● TEXT PROVIDED:
*** Block opens ***

Future of North Korea Economy: Politics over Economic Policy
Future of North Korea Economy: Politics Over Economic Policy The terms starvation, isolation, totalitarianism, and nuclear ambitions combined would remind most people the hermit kingdom in East Asia, the Democratic People’s Republic of Korea, and its Kim dynasty. After the demise of the aged dictator Kim Jong Il in December 2011, the country went through a period of mourning the death of their “beloved” Great General and, undergoing a power succession to his 29-year-old son, Kim Jong Un. He has been known to have attended a Swiss school in his childhood years, enjoying playing basketball and video games (Yan & Shubert, 2011).
However, even though many outsiders have a hopeful outlook on this young dictator to be somewhat liberal in both economic and political perspectives, analyzing the situation through levels of analysis suggests that he is unlikely to be any different than his predecessors. In fact, because maintaining the nation’s authoritarian Kim dynasty and communist political system is the most important objective for North Korea, he will probably continue to put low priority on economy, defying international norms as a totalitarian nation of a closed, rigidly planned economy.

*** Block closes ***

● EXCERPTED RECORDS:

*** Block opens ***

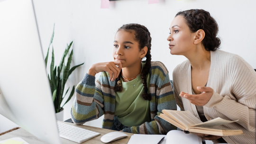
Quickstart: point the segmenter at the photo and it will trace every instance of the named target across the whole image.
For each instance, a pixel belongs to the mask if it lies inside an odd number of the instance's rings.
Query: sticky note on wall
[[[110,8],[109,0],[101,0],[101,9],[109,9]]]
[[[158,3],[159,0],[148,0],[148,4]]]

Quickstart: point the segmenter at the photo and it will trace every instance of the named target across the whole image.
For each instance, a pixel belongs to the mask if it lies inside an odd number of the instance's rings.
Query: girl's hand
[[[182,91],[180,96],[188,99],[191,103],[198,106],[206,105],[213,94],[213,90],[210,87],[197,87],[197,90],[202,93],[198,95],[190,95]]]
[[[119,67],[117,67],[117,65]],[[89,75],[95,76],[96,73],[106,71],[110,74],[110,80],[114,81],[118,77],[122,69],[122,63],[120,62],[110,62],[97,63],[92,64],[88,72]]]
[[[200,133],[191,133],[193,134],[195,134],[197,136],[200,137],[202,138],[202,140],[216,140],[217,139],[220,138],[221,137],[221,136],[217,136],[217,135],[209,135],[207,134],[200,134]]]

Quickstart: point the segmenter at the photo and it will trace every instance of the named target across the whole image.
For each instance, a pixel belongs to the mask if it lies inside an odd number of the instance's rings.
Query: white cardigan
[[[239,56],[221,50],[211,51],[210,61],[206,86],[214,92],[203,106],[205,117],[208,120],[218,117],[239,119],[219,127],[240,129],[245,135],[223,138],[230,144],[256,144],[256,72]],[[188,60],[176,67],[173,77],[177,104],[182,110],[189,110],[200,119],[195,105],[179,96],[181,91],[192,94],[191,65]]]

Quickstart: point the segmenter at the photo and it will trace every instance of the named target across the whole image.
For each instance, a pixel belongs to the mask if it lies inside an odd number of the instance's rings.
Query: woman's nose
[[[168,41],[171,41],[173,40],[173,36],[172,36],[172,34],[170,34],[169,35],[169,36],[167,37],[167,40]]]

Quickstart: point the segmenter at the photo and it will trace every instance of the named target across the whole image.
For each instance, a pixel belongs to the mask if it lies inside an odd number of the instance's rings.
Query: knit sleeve
[[[221,96],[215,92],[205,106],[214,108],[246,129],[255,132],[256,72],[243,58],[235,55],[230,59],[225,86],[233,96]]]
[[[95,77],[86,73],[75,89],[75,99],[71,108],[71,118],[74,124],[81,125],[97,119],[104,114],[103,99],[101,76]]]
[[[124,132],[149,135],[166,135],[170,130],[177,129],[177,127],[158,117],[163,109],[177,110],[177,106],[172,89],[169,73],[165,76],[160,87],[156,88],[155,99],[150,102],[157,104],[156,112],[154,119],[150,122],[146,122],[137,126],[132,126],[123,129]],[[152,98],[154,97],[152,97]],[[152,101],[153,100],[153,101]],[[156,112],[151,111],[151,115]]]

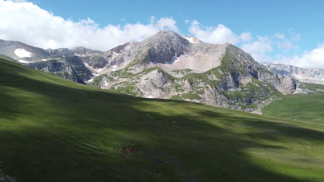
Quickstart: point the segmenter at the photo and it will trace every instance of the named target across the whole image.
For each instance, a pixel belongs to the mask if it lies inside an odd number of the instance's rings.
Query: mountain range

*** Block closes ***

● REQUIRED WORK:
[1] Can you quote the passage of the essay on North Korea's economy that begins with the words containing "However, even though" and ends with "rigidly planned economy."?
[2] In the essay on North Korea's economy, which terms does the opening sentence say would remind most people of the hermit kingdom in East Asia?
[3] What comes next in the essay on North Korea's economy after its last sentence? Write the continuation.

● RESPONSE LIST:
[1]
However, even though many outsiders have a hopeful outlook on this young dictator to be somewhat liberal in both economic and political perspectives, analyzing the situation through levels of analysis suggests that he is unlikely to be any different than his predecessors. In fact, because maintaining the nation’s authoritarian Kim dynasty and communist political system is the most important objective for North Korea, he will probably continue to put low priority on economy, defying international norms as a totalitarian nation of a closed, rigidly planned economy.

[2]
- starvation
- isolation
- totalitarianism
- nuclear ambitions

[3]
The Three Levels Explained The levels-of-analysis is an approach conceptualized by Kenneth Waltz in his book Man, the State, and War to understand global politics through categorizing different factors shaping states’ behaviors (Ray, 2001). The approach can be categorized in to three levels: the individual level, which emphasizes the roles played by individual leaders, nation-state level, focusing on interaction between various actors under the nation’s political system and culture, and the system level, addressing distribution of power in the international system (Dorff, 2004).
Although levels-of-analysis problem, regarding limitation and vagueness of integrating units, is an ongoing issue according to James Lee Ray (2001), the levels can be integrated more simply in to a more structured and comprehensive analysis when they are considered as different explanatory variables of different location as in this case. Individual Level of Analysis
Kim’s past actions show that his main goal is consolidating and maintaining ultimate power through an authoritarian, inhumane method that closely resembles his father’s methods. His fondness for Michael Jordan and his chic, stylish wife may give the impression that he would adopt a more “open” leadership, but since succession, he has been ruthlessly eliminating anyone in his way of solidifying power within the ruling party, while also verbally and physically provoking South Korea.
Not long after ascending to the “throne”, he executed Kim Chol, vice minister of the army, with a mortar round for “reportedly drinking and carousing during the official mourning period after Kim Jong Il’s death” (Ryall, 2012). Moreover Klug (2012) reported that Ri Yong Ho, the military chief who was Kim’s mentor during the power transition and one of the key figures that the former leader relied upon, had also been removed from his position, for health reasons, this July.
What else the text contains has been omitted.